— START Record list —

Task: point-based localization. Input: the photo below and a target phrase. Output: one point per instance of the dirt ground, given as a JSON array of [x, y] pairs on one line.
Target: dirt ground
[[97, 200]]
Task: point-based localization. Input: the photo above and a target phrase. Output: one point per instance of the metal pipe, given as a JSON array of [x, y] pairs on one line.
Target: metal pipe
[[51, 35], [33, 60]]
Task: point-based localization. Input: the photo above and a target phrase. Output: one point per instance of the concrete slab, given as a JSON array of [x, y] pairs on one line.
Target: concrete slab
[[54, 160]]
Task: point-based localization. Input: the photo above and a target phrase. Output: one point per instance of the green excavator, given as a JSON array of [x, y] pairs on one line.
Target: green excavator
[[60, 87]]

— END Record list —
— START Record list —

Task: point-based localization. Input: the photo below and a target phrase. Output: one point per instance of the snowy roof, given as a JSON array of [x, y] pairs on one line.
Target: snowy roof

— END Record list —
— START Record list —

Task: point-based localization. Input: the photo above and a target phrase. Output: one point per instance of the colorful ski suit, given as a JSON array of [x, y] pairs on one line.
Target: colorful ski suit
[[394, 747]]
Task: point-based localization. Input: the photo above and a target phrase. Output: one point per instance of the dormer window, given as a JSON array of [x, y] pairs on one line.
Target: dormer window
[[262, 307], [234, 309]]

— END Record list —

● Work to complete
How many lines in the three blocks above contain the string "pipe", counting case? Give only the number.

● Task answer
2